Ausgewählter Auszug:
══════════

Kritische Beurteilung der ergangenen Urteile

Beide Entscheidungen sind noch nicht rechtskräftig und beiden Entscheidungen lagen Verbraucherkredite zugrunde.

Es überrascht, dass in beiden Urteilen zwar die Feststellung getroffen wurde, dass die Bank (und wohl auch der Kreditnehmer) bei Vertragsabschluss nicht damit gerechnet hat, dass der Referenzzinssatz jemals negativ sein könnte, die Möglichkeit einer entsprechenden ergänzenden Vertragsauslegung aber trotzdem verneint wurde.

Ebenso wirft die Argumentation, dass eine kurzzeitige negative Verzinsung dem Entgeltcharakter nicht widerspricht, solange der Kreditvertrag nur insgesamt in einer Gesamtbetrachtung entgeltlich bleibt, einige Fragen auf: Kann es einen Negativzins ohne entsprechenden darauf gerichteten Parteiwillen überhaupt geben? Was stellt ein Negativzins dogmatisch überhaupt dar (ein Entgelt für die Überlassung von Kapital ist ein Negativzins ja gerade nicht)? Wie soll man die Entgeltlichkeit in einer Gesamtbetrachtung tatsächlich beurteilen (aus einer reinen ex-ante-Perspektive oder über den Gesamtzeitraum des Kredits)? Und was passiert, wenn sich die Beurteilung der Entgeltlichkeit nachträglich als unrichtig erweist (etwa weil die Zinslandschaft nachhaltig negativ bleibt oder der Kreditnehmer den Kredit vorzeitig zurückzahlt) – soll der Kreditnehmer dann die erhaltene Gutschrift wieder zurückzahlen und, wenn ja, auf welcher rechtlichen Basis? Die endgültige Entscheidung des Obersten Gerichtshofes zu diesem Thema wird von den Banken, Kreditnehmern und Rechtsberatern mit Spannung erwartet.

══════════

Aufgabe 1:
Skaliere die Datensätze beginnend mit der Zeile, die „Subject = mown grass“ enthält, und endend mit dem Ende der Datensätze: Gib diese Zeilen samt Anweisungen erneut aus und multipliziere dabei jede Koordinate in den Ergebnissen mit 0,4, gerundet auf ganze Zahlen (Hälften aufgerundet).
Der Text und die Datensätze haben unterschiedliche Quellen.

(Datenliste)
══════════

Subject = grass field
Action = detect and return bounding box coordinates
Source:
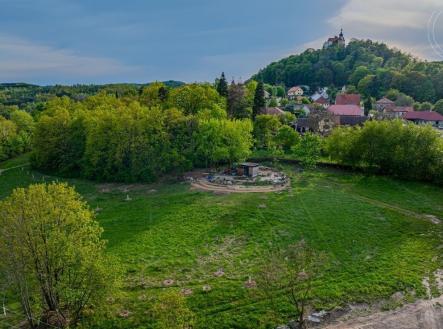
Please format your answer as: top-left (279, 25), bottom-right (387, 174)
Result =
top-left (0, 157), bottom-right (443, 329)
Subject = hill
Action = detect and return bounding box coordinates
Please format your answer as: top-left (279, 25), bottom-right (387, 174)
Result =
top-left (0, 80), bottom-right (184, 109)
top-left (253, 40), bottom-right (443, 103)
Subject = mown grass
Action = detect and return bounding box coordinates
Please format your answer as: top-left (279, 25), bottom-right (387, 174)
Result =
top-left (0, 156), bottom-right (443, 328)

══════════

Aufgabe 2:
Schreib den Text zur Beurteilung der beiden Urteile vollständig und unverändert ab.

Erwartete Ausgabe 1:
Subject = mown grass
Action = detect and return bounding box coordinates
Please format your answer as: top-left (279, 25), bottom-right (387, 174)
Result =
top-left (0, 62), bottom-right (177, 131)

Erwartete Ausgabe 2:
Kritische Beurteilung der ergangenen Urteile

Beide Entscheidungen sind noch nicht rechtskräftig und beiden Entscheidungen lagen Verbraucherkredite zugrunde.

Es überrascht, dass in beiden Urteilen zwar die Feststellung getroffen wurde, dass die Bank (und wohl auch der Kreditnehmer) bei Vertragsabschluss nicht damit gerechnet hat, dass der Referenzzinssatz jemals negativ sein könnte, die Möglichkeit einer entsprechenden ergänzenden Vertragsauslegung aber trotzdem verneint wurde.

Ebenso wirft die Argumentation, dass eine kurzzeitige negative Verzinsung dem Entgeltcharakter nicht widerspricht, solange der Kreditvertrag nur insgesamt in einer Gesamtbetrachtung entgeltlich bleibt, einige Fragen auf: Kann es einen Negativzins ohne entsprechenden darauf gerichteten Parteiwillen überhaupt geben? Was stellt ein Negativzins dogmatisch überhaupt dar (ein Entgelt für die Überlassung von Kapital ist ein Negativzins ja gerade nicht)? Wie soll man die Entgeltlichkeit in einer Gesamtbetrachtung tatsächlich beurteilen (aus einer reinen ex-ante-Perspektive oder über den Gesamtzeitraum des Kredits)? Und was passiert, wenn sich die Beurteilung der Entgeltlichkeit nachträglich als unrichtig erweist (etwa weil die Zinslandschaft nachhaltig negativ bleibt oder der Kreditnehmer den Kredit vorzeitig zurückzahlt) – soll der Kreditnehmer dann die erhaltene Gutschrift wieder zurückzahlen und, wenn ja, auf welcher rechtlichen Basis? Die endgültige Entscheidung des Obersten Gerichtshofes zu diesem Thema wird von den Banken, Kreditnehmern und Rechtsberatern mit Spannung erwartet.